━━━━━ Source records

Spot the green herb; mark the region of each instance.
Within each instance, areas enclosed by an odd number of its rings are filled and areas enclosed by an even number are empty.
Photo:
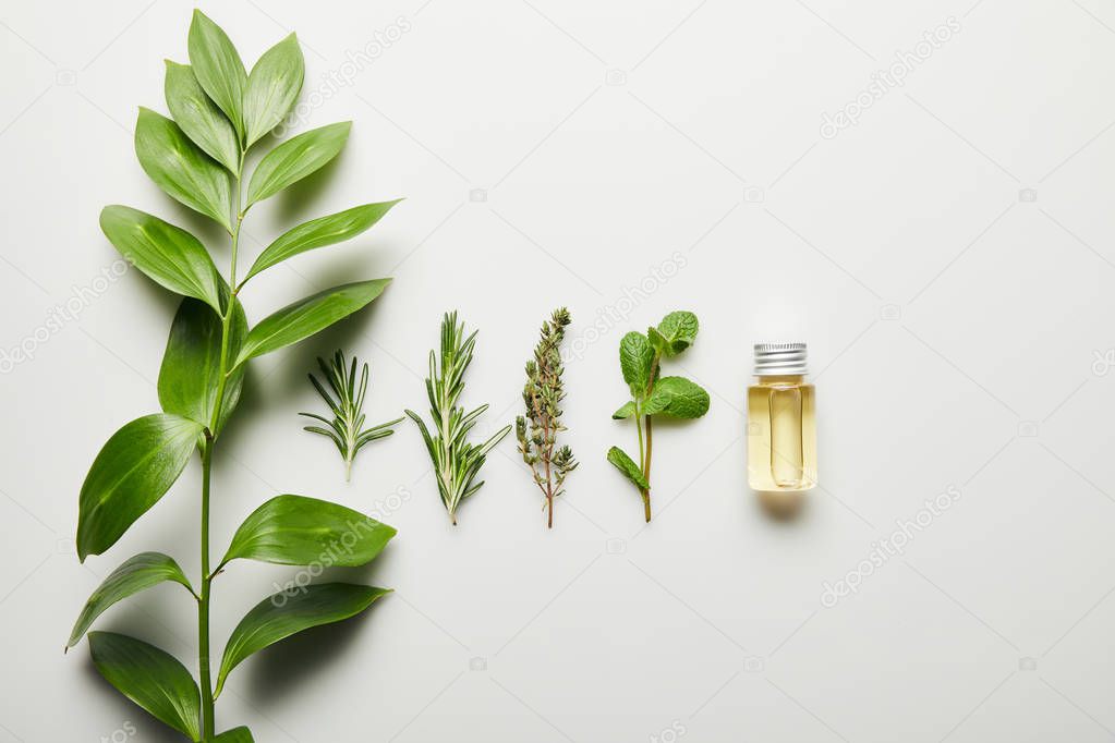
[[[561,401],[565,398],[562,385],[561,343],[570,323],[569,310],[554,310],[549,322],[542,323],[541,338],[534,349],[534,359],[526,362],[526,385],[523,403],[526,416],[515,419],[518,453],[531,468],[534,483],[545,498],[546,526],[554,526],[554,498],[565,492],[565,478],[576,469],[573,451],[558,448],[558,433],[566,430],[561,422]]]
[[[329,383],[329,390],[332,390],[332,394],[318,381],[317,377],[313,374],[308,374],[308,377],[318,394],[333,412],[333,418],[330,420],[314,413],[299,413],[299,416],[313,418],[329,427],[307,426],[303,430],[328,437],[337,444],[337,450],[341,452],[341,458],[345,460],[346,481],[352,478],[352,459],[356,458],[356,452],[376,439],[385,439],[395,433],[391,427],[403,420],[396,418],[369,429],[363,428],[363,397],[368,392],[368,362],[365,362],[360,370],[359,384],[356,379],[356,356],[352,356],[352,364],[346,369],[345,354],[341,351],[338,351],[328,364],[324,359],[318,356],[318,366],[321,368],[321,374]]]
[[[120,693],[191,741],[243,743],[252,740],[246,727],[219,735],[215,724],[214,700],[233,667],[302,629],[353,616],[386,592],[331,583],[264,599],[233,632],[214,691],[210,654],[213,580],[236,559],[365,565],[395,536],[395,529],[342,506],[281,495],[249,516],[224,558],[215,567],[211,564],[213,457],[235,411],[248,363],[357,312],[379,296],[390,280],[319,292],[254,326],[249,326],[240,292],[252,276],[293,255],[355,237],[396,202],[358,206],[294,227],[266,247],[237,283],[241,225],[251,206],[332,159],[345,144],[349,125],[307,131],[264,154],[251,175],[245,202],[245,155],[298,98],[304,76],[302,52],[291,35],[266,51],[249,74],[229,37],[200,11],[194,12],[188,48],[190,65],[168,62],[166,67],[167,107],[174,120],[142,108],[136,155],[171,197],[224,227],[231,238],[229,274],[222,275],[210,251],[181,227],[126,206],[101,212],[101,229],[116,250],[142,273],[185,299],[171,326],[158,375],[163,412],[127,423],[97,454],[81,486],[77,553],[85,561],[115,545],[166,495],[196,447],[201,450],[201,578],[195,589],[169,556],[136,555],[89,597],[67,647],[80,642],[97,617],[117,602],[162,583],[183,586],[197,606],[197,682],[166,652],[115,633],[88,633],[94,665]],[[339,544],[346,549],[339,550]]]
[[[484,485],[483,480],[473,485],[473,480],[484,466],[487,452],[511,431],[511,427],[506,426],[479,446],[466,440],[468,432],[476,426],[476,420],[487,410],[485,404],[465,414],[464,408],[457,404],[465,389],[465,370],[473,361],[475,345],[476,331],[465,338],[465,324],[457,323],[457,313],[446,314],[442,319],[440,363],[438,355],[430,351],[429,377],[426,378],[429,416],[437,433],[430,436],[418,413],[406,411],[421,431],[426,450],[434,463],[437,491],[454,525],[457,524],[460,501]]]
[[[683,377],[660,377],[662,358],[676,356],[697,338],[697,315],[671,312],[648,327],[647,334],[631,332],[620,341],[620,369],[631,390],[612,418],[634,418],[639,431],[639,463],[619,447],[608,451],[608,461],[639,489],[643,514],[650,521],[650,454],[653,442],[652,417],[700,418],[708,412],[708,392]]]

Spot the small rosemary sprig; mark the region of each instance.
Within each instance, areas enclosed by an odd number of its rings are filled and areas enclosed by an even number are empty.
[[[447,313],[442,319],[440,364],[437,354],[430,351],[429,377],[426,378],[429,414],[437,434],[430,436],[418,413],[406,411],[421,431],[426,450],[434,463],[438,493],[454,526],[457,524],[457,507],[460,501],[484,485],[483,480],[473,485],[473,480],[484,465],[487,452],[511,431],[511,427],[505,426],[479,446],[466,441],[476,419],[487,410],[484,404],[465,414],[464,408],[457,404],[465,389],[465,370],[472,363],[475,345],[476,331],[465,338],[465,324],[457,323],[457,313]]]
[[[558,448],[558,432],[566,430],[561,422],[561,401],[565,398],[562,385],[564,366],[561,343],[570,323],[569,310],[554,310],[549,322],[542,323],[541,338],[534,349],[534,359],[526,362],[526,385],[523,403],[526,416],[515,419],[518,452],[531,468],[534,483],[545,498],[543,508],[549,514],[546,526],[554,526],[554,498],[565,492],[565,477],[576,469],[573,451]]]
[[[313,384],[318,393],[329,405],[333,418],[330,420],[314,413],[299,413],[300,416],[319,420],[329,427],[307,426],[304,430],[310,433],[320,433],[321,436],[329,437],[337,444],[337,450],[341,452],[341,458],[345,459],[346,481],[352,479],[352,460],[356,458],[356,452],[376,439],[382,439],[395,433],[391,427],[403,420],[401,418],[396,418],[392,421],[380,423],[369,429],[363,428],[363,398],[368,392],[368,362],[365,362],[363,368],[360,370],[359,384],[357,384],[356,364],[356,356],[352,356],[352,363],[346,369],[345,354],[341,351],[333,354],[332,360],[328,364],[324,359],[318,356],[318,365],[321,368],[321,373],[329,383],[332,394],[318,381],[317,377],[313,374],[308,374],[308,377],[310,378],[310,383]]]

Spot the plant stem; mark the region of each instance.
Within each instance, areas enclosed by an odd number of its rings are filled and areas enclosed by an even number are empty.
[[[236,306],[236,248],[240,246],[240,227],[244,215],[240,211],[240,185],[244,176],[244,154],[240,154],[240,169],[233,183],[235,203],[233,217],[235,227],[232,229],[232,262],[229,270],[229,304],[221,317],[221,363],[217,374],[216,394],[213,398],[213,413],[209,428],[205,429],[205,443],[202,446],[202,592],[197,600],[197,674],[202,697],[202,741],[209,743],[216,735],[216,715],[213,698],[213,678],[210,671],[210,587],[213,575],[210,573],[209,549],[209,507],[210,483],[213,475],[213,449],[221,423],[221,409],[224,408],[224,394],[229,382],[229,345],[232,339],[232,315]]]
[[[646,397],[649,399],[651,391],[655,389],[655,380],[658,379],[658,365],[660,363],[661,356],[655,354],[655,360],[650,364],[650,382],[647,384]],[[653,428],[650,422],[650,416],[641,414],[642,410],[637,403],[636,407],[636,426],[639,429],[639,469],[642,470],[642,479],[647,481],[647,489],[642,491],[642,511],[643,516],[647,517],[647,522],[650,522],[650,452],[653,444]],[[647,431],[646,440],[643,439],[643,429]]]
[[[203,741],[211,740],[215,732],[209,648],[210,584],[212,583],[209,564],[209,504],[212,470],[213,434],[205,431],[205,443],[202,446],[202,593],[197,599],[197,669],[201,676]]]

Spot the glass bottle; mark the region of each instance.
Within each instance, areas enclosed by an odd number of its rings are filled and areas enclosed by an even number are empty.
[[[747,388],[747,482],[759,492],[817,485],[815,391],[805,381],[805,343],[757,343]]]

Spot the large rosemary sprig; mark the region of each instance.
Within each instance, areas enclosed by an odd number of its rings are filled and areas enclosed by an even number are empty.
[[[303,430],[328,437],[337,444],[337,450],[341,452],[341,458],[345,460],[346,481],[352,479],[352,460],[356,458],[356,453],[366,444],[395,433],[395,429],[391,427],[403,420],[396,418],[369,429],[363,428],[363,398],[368,392],[368,362],[366,361],[360,370],[359,384],[356,379],[356,356],[352,356],[352,363],[346,370],[345,354],[341,351],[333,354],[328,364],[324,359],[318,356],[318,366],[321,368],[321,374],[329,383],[332,394],[318,381],[317,377],[313,374],[308,374],[308,377],[310,383],[318,390],[318,394],[333,412],[333,418],[330,420],[314,413],[299,413],[299,416],[313,418],[329,427],[307,426]]]
[[[421,431],[426,450],[434,463],[437,490],[454,525],[457,524],[457,507],[460,501],[484,485],[483,480],[473,485],[473,480],[484,465],[487,452],[511,431],[511,427],[505,426],[479,446],[466,441],[468,431],[487,410],[484,404],[465,414],[464,408],[457,404],[465,389],[465,370],[473,361],[475,345],[476,331],[465,338],[465,324],[457,322],[457,313],[447,313],[442,319],[440,363],[437,354],[430,351],[429,377],[426,378],[429,414],[434,420],[436,436],[430,436],[418,413],[406,411]]]
[[[554,498],[565,492],[565,477],[576,469],[573,451],[558,447],[558,432],[566,430],[561,422],[561,401],[565,398],[562,385],[564,366],[561,343],[570,323],[569,310],[554,310],[549,322],[542,323],[541,338],[534,349],[534,359],[526,362],[526,385],[523,403],[526,416],[515,419],[518,453],[531,468],[534,483],[545,498],[543,508],[549,512],[546,526],[554,526]]]

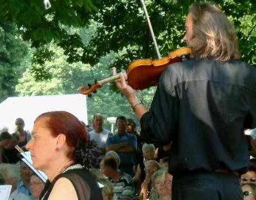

━━━━━━━━━━

### Problem details
How many lines in the records above contain the word "rosemary"? Reply with the number alone.

### Written answer
2